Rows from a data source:
════════

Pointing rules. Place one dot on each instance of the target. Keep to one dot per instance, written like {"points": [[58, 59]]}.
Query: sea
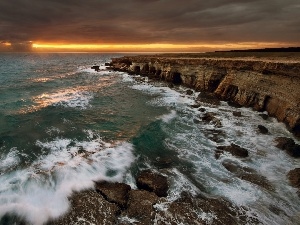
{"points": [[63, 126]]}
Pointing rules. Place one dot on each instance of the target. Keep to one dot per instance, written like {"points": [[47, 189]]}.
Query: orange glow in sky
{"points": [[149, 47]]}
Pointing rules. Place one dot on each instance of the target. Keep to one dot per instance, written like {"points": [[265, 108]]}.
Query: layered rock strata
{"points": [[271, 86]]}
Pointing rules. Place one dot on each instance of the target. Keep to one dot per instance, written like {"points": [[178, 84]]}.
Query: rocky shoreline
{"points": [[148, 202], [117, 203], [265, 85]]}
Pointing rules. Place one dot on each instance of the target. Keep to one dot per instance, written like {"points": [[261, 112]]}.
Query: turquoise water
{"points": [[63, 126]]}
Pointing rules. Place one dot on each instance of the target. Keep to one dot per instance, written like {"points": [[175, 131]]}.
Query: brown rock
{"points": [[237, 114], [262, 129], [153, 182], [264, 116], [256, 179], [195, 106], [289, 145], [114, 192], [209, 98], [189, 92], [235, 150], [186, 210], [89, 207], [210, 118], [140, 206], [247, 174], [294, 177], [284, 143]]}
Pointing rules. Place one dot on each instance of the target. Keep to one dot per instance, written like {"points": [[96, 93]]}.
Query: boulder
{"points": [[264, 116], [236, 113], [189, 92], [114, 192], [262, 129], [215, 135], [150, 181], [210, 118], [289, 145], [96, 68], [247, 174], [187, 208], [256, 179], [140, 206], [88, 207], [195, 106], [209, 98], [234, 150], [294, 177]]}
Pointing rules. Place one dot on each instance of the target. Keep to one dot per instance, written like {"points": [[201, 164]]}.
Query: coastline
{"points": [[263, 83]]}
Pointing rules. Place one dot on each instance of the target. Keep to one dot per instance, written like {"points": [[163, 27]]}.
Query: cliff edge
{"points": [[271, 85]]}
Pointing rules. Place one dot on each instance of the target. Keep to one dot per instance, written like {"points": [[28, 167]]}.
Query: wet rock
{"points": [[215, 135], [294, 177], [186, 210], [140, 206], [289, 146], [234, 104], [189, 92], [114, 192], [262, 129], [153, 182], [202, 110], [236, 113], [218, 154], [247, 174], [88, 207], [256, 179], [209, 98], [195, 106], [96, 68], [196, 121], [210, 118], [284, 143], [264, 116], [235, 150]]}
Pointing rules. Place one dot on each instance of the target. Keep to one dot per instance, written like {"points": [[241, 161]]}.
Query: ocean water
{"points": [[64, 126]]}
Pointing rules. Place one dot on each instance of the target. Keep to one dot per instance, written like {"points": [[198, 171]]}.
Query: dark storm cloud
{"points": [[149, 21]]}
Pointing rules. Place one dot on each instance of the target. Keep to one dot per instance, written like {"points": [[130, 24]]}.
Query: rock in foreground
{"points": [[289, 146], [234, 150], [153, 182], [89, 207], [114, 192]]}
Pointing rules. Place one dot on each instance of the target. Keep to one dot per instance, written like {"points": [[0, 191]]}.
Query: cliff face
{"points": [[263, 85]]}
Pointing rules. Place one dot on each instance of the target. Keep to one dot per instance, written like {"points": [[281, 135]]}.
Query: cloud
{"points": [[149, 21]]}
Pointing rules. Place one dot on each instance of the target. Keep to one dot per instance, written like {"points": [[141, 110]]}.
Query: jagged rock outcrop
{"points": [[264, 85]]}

════════

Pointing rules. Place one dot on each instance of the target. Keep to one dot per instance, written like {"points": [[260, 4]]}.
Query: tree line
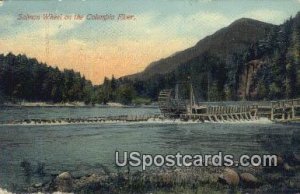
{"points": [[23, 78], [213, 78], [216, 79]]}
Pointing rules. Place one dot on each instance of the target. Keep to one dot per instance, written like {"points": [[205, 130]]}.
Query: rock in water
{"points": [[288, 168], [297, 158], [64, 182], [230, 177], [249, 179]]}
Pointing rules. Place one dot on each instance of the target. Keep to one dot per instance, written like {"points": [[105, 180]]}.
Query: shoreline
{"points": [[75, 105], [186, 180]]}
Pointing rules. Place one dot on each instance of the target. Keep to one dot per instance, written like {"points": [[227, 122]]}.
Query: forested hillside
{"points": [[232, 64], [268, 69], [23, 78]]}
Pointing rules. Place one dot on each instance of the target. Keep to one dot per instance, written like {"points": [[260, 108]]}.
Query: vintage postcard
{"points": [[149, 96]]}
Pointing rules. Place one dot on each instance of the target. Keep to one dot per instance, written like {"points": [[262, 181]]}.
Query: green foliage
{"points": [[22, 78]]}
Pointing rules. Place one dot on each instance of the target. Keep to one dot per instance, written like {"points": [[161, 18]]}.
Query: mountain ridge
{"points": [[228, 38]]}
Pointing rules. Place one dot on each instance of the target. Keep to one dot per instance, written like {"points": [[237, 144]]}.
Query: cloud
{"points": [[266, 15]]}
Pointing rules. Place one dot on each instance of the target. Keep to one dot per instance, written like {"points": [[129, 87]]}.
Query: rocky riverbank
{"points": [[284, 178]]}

════════

Problem: Count the lines in the rows above that contain the string "shoreline". Reply with the number only.

The answer: 2